DOCUMENT EXCERPT section start

UCSF radiologist Dr. Marc Kohli says there is plenty of angst among radiologists today.
"You can't walk through any of our meetings without hearing people talk about machine learning," Kohli says.
Both Kohli and his colleague Dr. John Mongan are researching ways to use artificial intelligence in radiology. As part of a UCSF collaboration with GE, Mongan is helping teach machines to distinguish between normal and abnormal chest X-rays so doctors can prioritize patients with life-threatening conditions. He says the people most fearful about AI understand the least about it. From his office just north of Silicon Valley, he compares the climate to that of the dot-com bubble.
"People were sure about the way things were going to go," Mongan says. "Webvan had billions of dollars and was going to put all the groceries out of business. There's still a Safeway half a mile from my house. But at the same time, it wasn't all hype."
'You need them working together'
The reality is this: dozens of companies, including IBM, Google and GE, are racing to develop formulas that could one day make diagnoses from medical images. It's not an easy task: to write the complex problem-solving formulas, developers need access to a tremendous amount of health data.
Health care companies like vRad, which has radiologists analyzing 7 million scans a year, provide data to partners that develop medical algorithms.
The data has been used to "create algorithms to detect the risk of acute strokes and hemorrhages" and help off-site radiologists prioritize their work, says Dr. Benjamin Strong, chief medical officer at vRad.
Zebra Medical Vision, an Israeli company, provides algorithms to hospitals across the U.S. that help radiologists predict disease. Chief Medical Officer Eldad Elnekave says computers can detect diseases from images better than humans because they can multitask — say, look for appendicitis while also checking for low bone density.
"The radiologist can't make 30 diagnoses for every study. But the evidence is there, the information is in the pixels," Elnekave says.

DOCUMENT EXCERPT section end
DATA SHOWN section start

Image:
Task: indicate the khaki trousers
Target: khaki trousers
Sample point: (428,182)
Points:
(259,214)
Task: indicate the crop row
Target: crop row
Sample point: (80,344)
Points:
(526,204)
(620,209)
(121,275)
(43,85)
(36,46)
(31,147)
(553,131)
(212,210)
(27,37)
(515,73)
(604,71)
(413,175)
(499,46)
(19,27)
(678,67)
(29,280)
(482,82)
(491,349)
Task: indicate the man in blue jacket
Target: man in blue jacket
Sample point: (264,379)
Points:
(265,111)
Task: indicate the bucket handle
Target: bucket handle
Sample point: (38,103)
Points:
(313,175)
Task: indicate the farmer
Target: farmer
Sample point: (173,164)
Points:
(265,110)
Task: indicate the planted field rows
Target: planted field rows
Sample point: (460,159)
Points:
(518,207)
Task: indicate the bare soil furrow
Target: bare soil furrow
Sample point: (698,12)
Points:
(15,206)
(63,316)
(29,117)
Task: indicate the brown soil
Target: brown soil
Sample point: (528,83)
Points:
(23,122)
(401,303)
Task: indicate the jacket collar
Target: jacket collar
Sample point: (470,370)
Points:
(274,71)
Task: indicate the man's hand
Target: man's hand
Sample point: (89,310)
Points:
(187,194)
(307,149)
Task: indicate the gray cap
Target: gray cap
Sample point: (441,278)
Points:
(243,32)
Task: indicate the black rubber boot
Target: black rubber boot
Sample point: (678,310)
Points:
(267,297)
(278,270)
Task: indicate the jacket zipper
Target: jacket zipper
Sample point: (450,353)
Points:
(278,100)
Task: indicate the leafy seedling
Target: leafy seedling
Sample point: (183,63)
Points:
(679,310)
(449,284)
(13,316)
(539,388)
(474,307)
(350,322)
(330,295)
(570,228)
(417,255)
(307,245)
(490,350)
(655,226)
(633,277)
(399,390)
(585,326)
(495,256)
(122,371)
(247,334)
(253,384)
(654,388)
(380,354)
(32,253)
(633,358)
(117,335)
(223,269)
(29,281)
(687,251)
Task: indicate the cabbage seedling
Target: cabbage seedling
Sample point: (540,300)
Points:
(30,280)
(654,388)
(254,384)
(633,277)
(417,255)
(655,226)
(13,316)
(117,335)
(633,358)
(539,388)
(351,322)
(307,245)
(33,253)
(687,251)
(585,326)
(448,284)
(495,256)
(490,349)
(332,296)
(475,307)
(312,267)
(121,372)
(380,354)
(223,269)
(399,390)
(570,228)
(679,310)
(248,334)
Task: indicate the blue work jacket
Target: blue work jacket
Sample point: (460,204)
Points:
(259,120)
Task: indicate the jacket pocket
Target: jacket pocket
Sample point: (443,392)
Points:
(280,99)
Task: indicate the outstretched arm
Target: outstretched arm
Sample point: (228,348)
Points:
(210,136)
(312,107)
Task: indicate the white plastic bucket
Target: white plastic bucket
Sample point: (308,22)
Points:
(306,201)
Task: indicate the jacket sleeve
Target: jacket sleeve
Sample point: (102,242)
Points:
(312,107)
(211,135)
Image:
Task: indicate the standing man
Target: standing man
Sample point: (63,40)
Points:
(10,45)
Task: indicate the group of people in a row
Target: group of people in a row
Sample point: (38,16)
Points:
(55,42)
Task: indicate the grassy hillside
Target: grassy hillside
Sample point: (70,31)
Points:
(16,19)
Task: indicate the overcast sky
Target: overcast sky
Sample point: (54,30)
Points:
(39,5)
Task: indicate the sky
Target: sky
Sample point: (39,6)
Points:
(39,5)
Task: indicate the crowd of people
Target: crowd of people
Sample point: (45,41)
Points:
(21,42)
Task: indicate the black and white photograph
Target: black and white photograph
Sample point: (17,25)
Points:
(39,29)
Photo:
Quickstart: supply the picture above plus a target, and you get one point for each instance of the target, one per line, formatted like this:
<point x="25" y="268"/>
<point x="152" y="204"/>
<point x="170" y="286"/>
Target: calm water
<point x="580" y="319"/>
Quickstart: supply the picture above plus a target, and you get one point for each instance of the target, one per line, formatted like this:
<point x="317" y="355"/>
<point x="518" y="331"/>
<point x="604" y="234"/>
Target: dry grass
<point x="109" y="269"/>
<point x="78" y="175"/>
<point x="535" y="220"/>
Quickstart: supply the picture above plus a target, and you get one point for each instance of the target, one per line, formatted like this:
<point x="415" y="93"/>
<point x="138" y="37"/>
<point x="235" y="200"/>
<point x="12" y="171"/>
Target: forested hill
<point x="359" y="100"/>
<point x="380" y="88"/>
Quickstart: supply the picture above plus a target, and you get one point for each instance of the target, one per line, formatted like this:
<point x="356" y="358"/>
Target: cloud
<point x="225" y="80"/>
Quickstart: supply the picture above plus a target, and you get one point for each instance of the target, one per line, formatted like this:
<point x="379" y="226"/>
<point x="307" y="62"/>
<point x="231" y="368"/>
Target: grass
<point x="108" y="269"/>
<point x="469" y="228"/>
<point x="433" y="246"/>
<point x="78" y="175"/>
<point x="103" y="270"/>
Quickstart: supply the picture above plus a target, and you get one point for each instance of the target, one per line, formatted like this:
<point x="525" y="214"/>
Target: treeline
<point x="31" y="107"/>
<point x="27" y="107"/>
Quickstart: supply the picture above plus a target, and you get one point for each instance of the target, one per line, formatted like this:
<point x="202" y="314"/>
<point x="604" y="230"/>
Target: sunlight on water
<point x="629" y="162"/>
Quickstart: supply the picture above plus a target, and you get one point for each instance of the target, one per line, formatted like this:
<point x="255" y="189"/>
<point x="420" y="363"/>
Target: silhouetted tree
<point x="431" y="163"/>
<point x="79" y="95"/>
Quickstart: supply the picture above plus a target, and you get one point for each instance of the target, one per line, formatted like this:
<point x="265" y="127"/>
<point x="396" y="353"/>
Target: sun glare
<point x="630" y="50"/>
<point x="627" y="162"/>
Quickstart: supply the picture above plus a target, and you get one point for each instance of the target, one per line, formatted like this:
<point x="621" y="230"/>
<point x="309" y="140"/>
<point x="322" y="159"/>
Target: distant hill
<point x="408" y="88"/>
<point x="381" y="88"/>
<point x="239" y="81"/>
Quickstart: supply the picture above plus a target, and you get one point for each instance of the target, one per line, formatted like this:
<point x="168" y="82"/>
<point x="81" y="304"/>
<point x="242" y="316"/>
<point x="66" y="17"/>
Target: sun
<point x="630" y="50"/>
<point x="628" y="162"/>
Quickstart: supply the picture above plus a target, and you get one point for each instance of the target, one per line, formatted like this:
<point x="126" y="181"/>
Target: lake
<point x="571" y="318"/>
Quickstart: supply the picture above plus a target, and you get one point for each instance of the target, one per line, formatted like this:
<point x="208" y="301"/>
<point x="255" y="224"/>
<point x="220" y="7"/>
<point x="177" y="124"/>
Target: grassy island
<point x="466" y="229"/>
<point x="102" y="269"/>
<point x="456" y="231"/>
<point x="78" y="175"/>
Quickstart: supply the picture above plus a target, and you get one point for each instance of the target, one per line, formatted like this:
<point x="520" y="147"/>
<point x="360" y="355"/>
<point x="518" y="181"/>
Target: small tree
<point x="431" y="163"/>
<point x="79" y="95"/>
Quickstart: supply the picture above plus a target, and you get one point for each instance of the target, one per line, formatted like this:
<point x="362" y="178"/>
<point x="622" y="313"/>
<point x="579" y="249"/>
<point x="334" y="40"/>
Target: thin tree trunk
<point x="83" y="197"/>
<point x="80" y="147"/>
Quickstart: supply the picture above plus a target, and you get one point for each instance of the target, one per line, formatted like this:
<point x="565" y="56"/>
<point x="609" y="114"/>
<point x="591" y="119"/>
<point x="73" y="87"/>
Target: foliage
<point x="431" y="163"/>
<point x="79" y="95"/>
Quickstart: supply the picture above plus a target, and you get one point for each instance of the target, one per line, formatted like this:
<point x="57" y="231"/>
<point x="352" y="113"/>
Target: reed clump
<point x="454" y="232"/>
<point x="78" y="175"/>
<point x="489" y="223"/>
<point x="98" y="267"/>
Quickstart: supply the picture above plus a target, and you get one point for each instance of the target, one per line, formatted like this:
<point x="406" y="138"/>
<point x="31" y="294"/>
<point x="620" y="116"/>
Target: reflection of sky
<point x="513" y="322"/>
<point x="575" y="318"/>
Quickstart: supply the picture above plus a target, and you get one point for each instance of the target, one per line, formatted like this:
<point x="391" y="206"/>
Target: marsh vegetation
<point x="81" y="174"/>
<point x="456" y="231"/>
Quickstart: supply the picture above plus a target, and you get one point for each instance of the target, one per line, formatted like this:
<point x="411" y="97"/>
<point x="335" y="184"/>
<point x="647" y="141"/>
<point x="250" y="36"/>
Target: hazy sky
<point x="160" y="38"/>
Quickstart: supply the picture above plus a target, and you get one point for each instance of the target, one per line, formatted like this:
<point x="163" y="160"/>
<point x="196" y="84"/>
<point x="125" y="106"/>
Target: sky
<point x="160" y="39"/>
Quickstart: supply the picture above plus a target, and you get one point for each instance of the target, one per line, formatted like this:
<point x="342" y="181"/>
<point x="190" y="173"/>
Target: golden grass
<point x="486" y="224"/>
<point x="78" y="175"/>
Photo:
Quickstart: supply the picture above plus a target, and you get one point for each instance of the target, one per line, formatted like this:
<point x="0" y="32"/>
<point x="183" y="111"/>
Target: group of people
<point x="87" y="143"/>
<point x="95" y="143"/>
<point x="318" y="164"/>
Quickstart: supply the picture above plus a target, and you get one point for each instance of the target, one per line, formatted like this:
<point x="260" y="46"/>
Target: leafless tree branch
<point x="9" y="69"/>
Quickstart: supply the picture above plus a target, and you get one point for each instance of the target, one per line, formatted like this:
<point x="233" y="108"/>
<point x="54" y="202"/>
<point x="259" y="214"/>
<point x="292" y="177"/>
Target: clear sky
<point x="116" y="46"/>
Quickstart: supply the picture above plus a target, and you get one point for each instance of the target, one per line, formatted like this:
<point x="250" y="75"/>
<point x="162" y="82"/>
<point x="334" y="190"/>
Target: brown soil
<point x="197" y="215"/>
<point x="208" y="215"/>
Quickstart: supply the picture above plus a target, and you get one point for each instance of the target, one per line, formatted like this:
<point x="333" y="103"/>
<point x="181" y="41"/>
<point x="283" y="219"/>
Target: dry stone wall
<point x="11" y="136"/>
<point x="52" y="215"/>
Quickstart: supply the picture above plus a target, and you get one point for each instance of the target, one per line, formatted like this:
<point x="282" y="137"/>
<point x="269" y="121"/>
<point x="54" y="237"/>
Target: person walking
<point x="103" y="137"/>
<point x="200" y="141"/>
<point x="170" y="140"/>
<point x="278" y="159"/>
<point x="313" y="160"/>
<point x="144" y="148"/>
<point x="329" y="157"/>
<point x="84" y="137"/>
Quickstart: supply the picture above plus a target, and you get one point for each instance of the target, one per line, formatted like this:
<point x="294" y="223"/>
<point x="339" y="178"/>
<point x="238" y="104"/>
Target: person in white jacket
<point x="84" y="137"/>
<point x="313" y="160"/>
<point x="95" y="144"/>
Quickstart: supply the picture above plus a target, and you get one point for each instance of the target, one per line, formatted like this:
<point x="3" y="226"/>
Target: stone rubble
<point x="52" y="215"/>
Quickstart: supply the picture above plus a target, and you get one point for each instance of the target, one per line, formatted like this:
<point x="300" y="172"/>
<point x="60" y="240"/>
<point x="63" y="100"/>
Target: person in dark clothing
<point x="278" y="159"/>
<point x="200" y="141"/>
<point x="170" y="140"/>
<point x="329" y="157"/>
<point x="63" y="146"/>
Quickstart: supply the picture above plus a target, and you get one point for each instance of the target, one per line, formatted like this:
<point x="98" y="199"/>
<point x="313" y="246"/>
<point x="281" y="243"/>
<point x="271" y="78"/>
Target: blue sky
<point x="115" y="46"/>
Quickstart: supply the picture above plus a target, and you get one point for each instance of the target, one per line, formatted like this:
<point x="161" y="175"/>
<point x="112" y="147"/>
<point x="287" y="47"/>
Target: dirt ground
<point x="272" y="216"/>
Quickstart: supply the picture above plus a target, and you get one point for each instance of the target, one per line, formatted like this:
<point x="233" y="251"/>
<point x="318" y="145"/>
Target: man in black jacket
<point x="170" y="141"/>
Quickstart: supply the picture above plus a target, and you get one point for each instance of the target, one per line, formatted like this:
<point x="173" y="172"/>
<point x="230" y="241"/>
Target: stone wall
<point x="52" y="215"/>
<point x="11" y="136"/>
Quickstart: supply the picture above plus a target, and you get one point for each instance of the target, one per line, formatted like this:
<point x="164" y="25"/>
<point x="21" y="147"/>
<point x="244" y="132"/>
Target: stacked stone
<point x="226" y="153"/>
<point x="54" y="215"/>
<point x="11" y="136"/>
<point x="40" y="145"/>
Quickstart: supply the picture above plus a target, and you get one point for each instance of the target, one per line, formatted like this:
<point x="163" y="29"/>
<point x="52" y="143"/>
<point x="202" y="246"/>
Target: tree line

DATA SHOWN section end

TASK REQUIREMENTS: In the text on artificial intelligence in radiology, how many scans a year do vRad's radiologists analyze? None of the items have any bearing on what you're asked to do.

RESPONSE FOR THIS EXERCISE: 7 million scans a year.